▶ _THE TASK_: Retype the full set of records. Keep every character identical.

▶ _Point localization data_:
******************************
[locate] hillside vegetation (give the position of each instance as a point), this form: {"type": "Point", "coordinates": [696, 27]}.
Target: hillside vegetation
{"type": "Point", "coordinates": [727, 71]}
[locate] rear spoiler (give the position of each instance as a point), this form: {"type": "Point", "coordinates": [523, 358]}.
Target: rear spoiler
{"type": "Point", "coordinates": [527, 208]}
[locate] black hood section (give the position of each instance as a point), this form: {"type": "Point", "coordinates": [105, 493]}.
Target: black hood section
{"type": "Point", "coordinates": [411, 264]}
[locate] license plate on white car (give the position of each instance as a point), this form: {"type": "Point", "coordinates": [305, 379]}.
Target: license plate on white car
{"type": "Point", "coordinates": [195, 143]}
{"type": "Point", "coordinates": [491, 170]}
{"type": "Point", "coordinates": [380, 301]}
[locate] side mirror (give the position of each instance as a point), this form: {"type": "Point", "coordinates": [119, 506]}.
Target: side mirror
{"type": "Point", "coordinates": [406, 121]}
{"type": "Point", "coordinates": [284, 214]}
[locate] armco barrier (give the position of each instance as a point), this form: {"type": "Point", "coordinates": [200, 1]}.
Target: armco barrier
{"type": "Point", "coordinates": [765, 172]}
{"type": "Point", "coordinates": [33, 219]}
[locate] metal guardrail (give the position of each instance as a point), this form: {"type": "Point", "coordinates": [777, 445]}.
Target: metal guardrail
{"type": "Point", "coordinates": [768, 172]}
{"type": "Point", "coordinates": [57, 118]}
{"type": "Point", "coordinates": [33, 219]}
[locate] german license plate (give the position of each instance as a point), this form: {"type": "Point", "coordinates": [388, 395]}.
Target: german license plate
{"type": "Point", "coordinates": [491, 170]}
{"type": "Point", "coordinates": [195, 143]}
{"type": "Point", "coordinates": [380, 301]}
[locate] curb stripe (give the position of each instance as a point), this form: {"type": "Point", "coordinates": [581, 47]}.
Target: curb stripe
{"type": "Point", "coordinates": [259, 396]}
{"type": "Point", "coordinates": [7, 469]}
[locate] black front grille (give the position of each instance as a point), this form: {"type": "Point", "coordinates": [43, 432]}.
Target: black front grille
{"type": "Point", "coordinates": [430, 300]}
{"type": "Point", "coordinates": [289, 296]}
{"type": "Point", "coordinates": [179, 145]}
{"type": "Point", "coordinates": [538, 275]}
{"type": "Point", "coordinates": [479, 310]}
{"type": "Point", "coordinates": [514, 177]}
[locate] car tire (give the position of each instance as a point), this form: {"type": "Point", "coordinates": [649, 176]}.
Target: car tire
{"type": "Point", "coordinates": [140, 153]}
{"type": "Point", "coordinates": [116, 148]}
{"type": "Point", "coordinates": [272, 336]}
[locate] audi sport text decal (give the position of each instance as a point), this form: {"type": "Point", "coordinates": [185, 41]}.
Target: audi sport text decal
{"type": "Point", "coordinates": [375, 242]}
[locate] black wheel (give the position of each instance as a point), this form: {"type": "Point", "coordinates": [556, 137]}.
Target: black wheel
******************************
▶ _RESPONSE BELOW_:
[locate] hillside vegetation (give the position of each instance as a point), this form: {"type": "Point", "coordinates": [696, 27]}.
Target: hillside vegetation
{"type": "Point", "coordinates": [727, 71]}
[locate] rear spoiler (give the position of each instance as a point), this form: {"type": "Point", "coordinates": [523, 358]}.
Target: rear spoiler
{"type": "Point", "coordinates": [527, 208]}
[locate] black hood section (give the position of each instance as a point), this form: {"type": "Point", "coordinates": [105, 493]}.
Target: black hood section
{"type": "Point", "coordinates": [411, 264]}
[locate] license plate on white car (give the position of each instance as a point), this form: {"type": "Point", "coordinates": [305, 379]}.
Target: license plate on white car
{"type": "Point", "coordinates": [195, 143]}
{"type": "Point", "coordinates": [491, 170]}
{"type": "Point", "coordinates": [380, 301]}
[locate] side mirror (give the position of each instance as a point), this form: {"type": "Point", "coordinates": [119, 506]}.
Target: side mirror
{"type": "Point", "coordinates": [406, 121]}
{"type": "Point", "coordinates": [284, 214]}
[locate] armco barrier (give the position of each instance as a point), this form: {"type": "Point", "coordinates": [200, 1]}.
Target: armco barrier
{"type": "Point", "coordinates": [765, 172]}
{"type": "Point", "coordinates": [33, 219]}
[locate] metal guardrail (give the position of each instance as a point), this form: {"type": "Point", "coordinates": [777, 445]}.
Target: metal guardrail
{"type": "Point", "coordinates": [768, 172]}
{"type": "Point", "coordinates": [57, 118]}
{"type": "Point", "coordinates": [33, 219]}
[locate] german license plate (give the position of each instance as a point), this form: {"type": "Point", "coordinates": [388, 395]}.
Target: german license plate
{"type": "Point", "coordinates": [491, 170]}
{"type": "Point", "coordinates": [195, 143]}
{"type": "Point", "coordinates": [380, 301]}
[locate] curb stripe (give the position of each instance as a point), this form: {"type": "Point", "coordinates": [581, 47]}.
Target: curb stripe
{"type": "Point", "coordinates": [259, 396]}
{"type": "Point", "coordinates": [7, 469]}
[locate] black front grille (give the position of each instance as a point), this form: {"type": "Point", "coordinates": [43, 432]}.
Target: black front grille
{"type": "Point", "coordinates": [430, 300]}
{"type": "Point", "coordinates": [289, 296]}
{"type": "Point", "coordinates": [179, 145]}
{"type": "Point", "coordinates": [538, 275]}
{"type": "Point", "coordinates": [479, 310]}
{"type": "Point", "coordinates": [514, 177]}
[locate] car tire (give the position of each instance as a point), this form: {"type": "Point", "coordinates": [649, 176]}.
Target: car tire
{"type": "Point", "coordinates": [140, 153]}
{"type": "Point", "coordinates": [116, 148]}
{"type": "Point", "coordinates": [272, 336]}
[locate] audi sport text decal (give the position of each instance as a point), this form: {"type": "Point", "coordinates": [185, 41]}.
Target: audi sport text decal
{"type": "Point", "coordinates": [375, 242]}
[locate] black wheel (give the position of each instance as a point), this form: {"type": "Point", "coordinates": [556, 137]}.
Target: black wheel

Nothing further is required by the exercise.